#### Görev 1
Okuma metnine göre dün akşam ilk dakikalarda gol yeme senaryosunu hangi takım yaşattı?
#### Görev 2
Listenin başından başlayıp "[533,176,728,800]" içeren satırdan sonra durarak bu satırları yeniden yaz; "desk leg" yerine "table leg" koy, başka hiçbir şeyi değiştirme.

#### Okuma Metni
▬▬▬

23 Şubat 2019 Cumartesi

Dört Ayrı Senaryo...

Günaydın dostlar…

Milli takımımızın veya kulüp takımlarımızın Avrupa Kupaları’nda oynadığı maçlarda bizim 4 ayrı yenilme senaryomuz vardır. Bütün ömrümüz de bu 4 senaryoyu izlemekle geçti. Çok sık olmasa da kazandığımız maçlar da oluyor ama genelde karşılaştığımız durum, yenilme senaryolarını izlemek.
 
En çok karşılaştığımız durumlardan bir tanesi, dün akşam Fenerbahçe’nin bize yaşattığıdır. Dostlarla veya tek başına televizyonun karşısına sofranı kurarsın, ufak da olsa bir avantajın vardır, inşallah gol yemeden maçı tamamlar, turu geçeriz diye umut edersin; daha sen bir lokma yemek yemeden, bir yudum bir şey içmeden bizim takımlar ilk 5 dakika içinde bir gol yer ve her şeyi berbat eder. Heyecanlanmana bile fırsat kalmadan iş biter.
Ömrümüz boyunca çok fazla karşılaştığımız senaryolardan bir tanesi de, başında, sonunda, ortasında, her anında gol yeme durumudur. Allah var, bu durumu da çok sık yaşadık. Ömrümüz 5-0, 6-0’lık maçları seyretmekle geçti. Şanslı bir nesil olarak 8-0 bile gördük. Tarihimiz hezimete uğradığımız maçlarla dolu.

▬▬▬

#### Veriler
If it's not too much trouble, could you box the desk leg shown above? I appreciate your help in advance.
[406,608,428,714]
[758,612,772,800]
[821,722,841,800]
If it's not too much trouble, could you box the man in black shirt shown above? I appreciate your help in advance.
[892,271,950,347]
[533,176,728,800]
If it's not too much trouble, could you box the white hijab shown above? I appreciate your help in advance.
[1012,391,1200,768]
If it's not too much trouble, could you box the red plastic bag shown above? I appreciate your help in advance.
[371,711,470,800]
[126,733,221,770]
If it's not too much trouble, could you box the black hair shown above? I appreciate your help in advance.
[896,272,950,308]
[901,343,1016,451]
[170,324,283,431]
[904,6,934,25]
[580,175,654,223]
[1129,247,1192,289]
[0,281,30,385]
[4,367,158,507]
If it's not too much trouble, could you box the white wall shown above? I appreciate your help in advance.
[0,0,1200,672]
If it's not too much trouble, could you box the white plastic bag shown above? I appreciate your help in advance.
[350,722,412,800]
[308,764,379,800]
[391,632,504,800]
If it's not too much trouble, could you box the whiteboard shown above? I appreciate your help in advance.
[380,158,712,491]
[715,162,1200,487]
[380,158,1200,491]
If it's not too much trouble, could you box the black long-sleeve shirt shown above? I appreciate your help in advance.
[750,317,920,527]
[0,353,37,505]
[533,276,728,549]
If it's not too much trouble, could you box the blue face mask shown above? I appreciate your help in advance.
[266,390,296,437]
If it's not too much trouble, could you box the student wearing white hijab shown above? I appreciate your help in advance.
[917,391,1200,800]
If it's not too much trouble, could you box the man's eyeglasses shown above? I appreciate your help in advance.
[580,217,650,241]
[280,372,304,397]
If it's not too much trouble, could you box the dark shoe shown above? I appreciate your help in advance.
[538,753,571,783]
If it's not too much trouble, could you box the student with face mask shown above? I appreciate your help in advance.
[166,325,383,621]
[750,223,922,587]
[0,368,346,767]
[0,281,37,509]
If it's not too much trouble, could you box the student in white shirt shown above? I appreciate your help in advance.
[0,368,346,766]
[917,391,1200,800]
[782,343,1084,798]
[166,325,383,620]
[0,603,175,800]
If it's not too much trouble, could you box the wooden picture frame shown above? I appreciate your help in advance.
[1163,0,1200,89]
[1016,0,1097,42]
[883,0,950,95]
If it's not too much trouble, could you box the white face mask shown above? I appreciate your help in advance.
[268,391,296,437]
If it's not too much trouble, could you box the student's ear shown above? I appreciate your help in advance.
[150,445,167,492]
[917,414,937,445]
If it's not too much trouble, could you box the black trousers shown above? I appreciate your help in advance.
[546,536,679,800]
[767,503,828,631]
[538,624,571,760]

▬▬▬

#### Sonuç 1
Fenerbahçe

#### Sonuç 2
If it's not too much trouble, could you box the table leg shown above? I appreciate your help in advance.
[406,608,428,714]
[758,612,772,800]
[821,722,841,800]
If it's not too much trouble, could you box the man in black shirt shown above? I appreciate your help in advance.
[892,271,950,347]
[533,176,728,800]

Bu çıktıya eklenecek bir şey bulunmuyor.